| EXTRACTED TEXT |
|---|
Questions regarding Disk I/O
Hey there, I have some questions regarding disk i/o and I'm fairly new to Java.
I've got an organized 500MB file and a table like structure (represented by an array) that tells me sections (bytes) within the file. With this I'm currently retrieving blocks of data using the following approach:
// Assume id is just some arbitary int that represents an identifier.
String f ="/scratch/torum/collection.jdx";
int startByte = bytemap[id-1];
int endByte = bytemap[id];
try{
FileInputStream stream =new FileInputStream(f);
DataInputStream in =new DataInputStream(stream);
in.skipBytes(startByte);
int position = collectionSize - in.available();
// Keep looping until the end of the block.
while(position <= endByte){
line = in.readLine();
// some pocessing here
String[]entry = line.split(" ");
String docid = entry[1];
int tf = Integer.parseInt(entry[2]);
// update the current position within the file.
position = collectionSize - in.available();
}
}catch(IOException e){
e.printStackTrace();
}
This code does EXACTLY what I want it to do but with one complication. It isn't fast enough. I see that using BufferedReader is the choice after reading:
http://java.sun.com/developer/technicalArticles/Programming/PerfTuning/
I would love to use this Class but BufferedReader doesn't have the function, "skipBytes(), which is vital to achieve what I'm trying to do. I'm also aware that I shouldn't really be using the readLine() function of the DataInputStream Class.
So could anyone suggest improvements to this code?
Thanks
null
[2349 byte] By [
toruma] at [2007-10-3 3:33:07]

What you actually want is RandomAccessFile.
Wow, thanks for the quick reply.
I've also done some reading on the RandomAccessFile (though I don't understand this naming. From what I can see it should be RandomAccessChannel). Anyhow from what I've read, RandomAccessFile isn't buffered (hence I haven't bothered using it).
Is it actually fast?
Well, anything faster than what I've got is great :D
toruma at 2007-7-14 21:27:27 >

I haven't tried it for perfomance, but if I need to be able to jump to certain offsets in a file, then I use a RAF. If I need to read it sequentially, I use a reader or stream. You might also wan tot consider specifying a certain buffer size for the underlying FileInputStream. Some say it matters. Try 8096 bytes or something.
FileInputStream doesn't have a buffer at all, and there is no underlying FileInputStream under a RandomAccessFile.
The lack of buffering of an RAF might nbe a disadvantage but it is dwarfed into insignificance by the ability to seek() to an arbitrary position in your 500MB file compared to skip() in a FileInputStream which is a sequential operation. Try it.
ejpa at 2007-7-14 21:27:27 >

> FileInputStream doesn't have a buffer at all, and
> there is no underlying FileInputStream under a
> RandomAccessFile.
Brain ****, sorry. I was thinking about BufferedInputStream (and adding that). But I didn't mean "underlying" to the RAF, but to the OP's code.
Thanks a lot for the tips guys. I'm acutally just writing a test program of different approaches before I use it in my program. If I can get it done soon, I'll post the results here.
|---|
| STORED DATA |
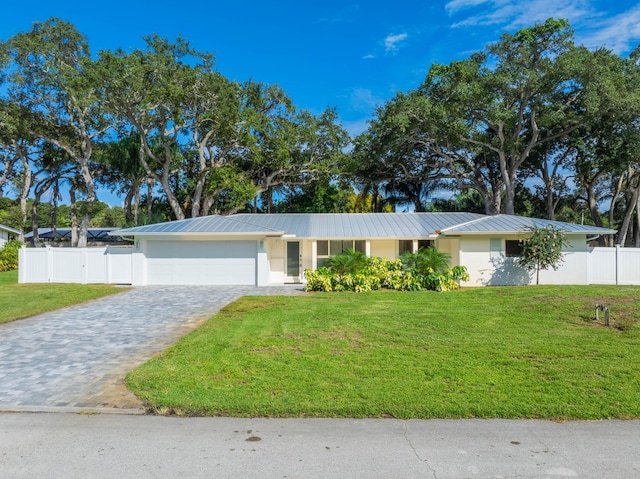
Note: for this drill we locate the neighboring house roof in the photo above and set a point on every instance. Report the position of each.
(9, 230)
(226, 225)
(93, 234)
(354, 225)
|---|
| REQUIRED WORK |
Reproduce verbatim the passage of the Java disk I/O thread between "Is it actually" and "operation. Try it.", inclusive.

| WRITTEN ANSWER |
Is it actually fast?
Well, anything faster than what I've got is great :D
toruma at 2007-7-14 21:27:27 >

I haven't tried it for perfomance, but if I need to be able to jump to certain offsets in a file, then I use a RAF. If I need to read it sequentially, I use a reader or stream. You might also wan tot consider specifying a certain buffer size for the underlying FileInputStream. Some say it matters. Try 8096 bytes or something.
FileInputStream doesn't have a buffer at all, and there is no underlying FileInputStream under a RandomAccessFile.
The lack of buffering of an RAF might nbe a disadvantage but it is dwarfed into insignificance by the ability to seek() to an arbitrary position in your 500MB file compared to skip() in a FileInputStream which is a sequential operation. Try it.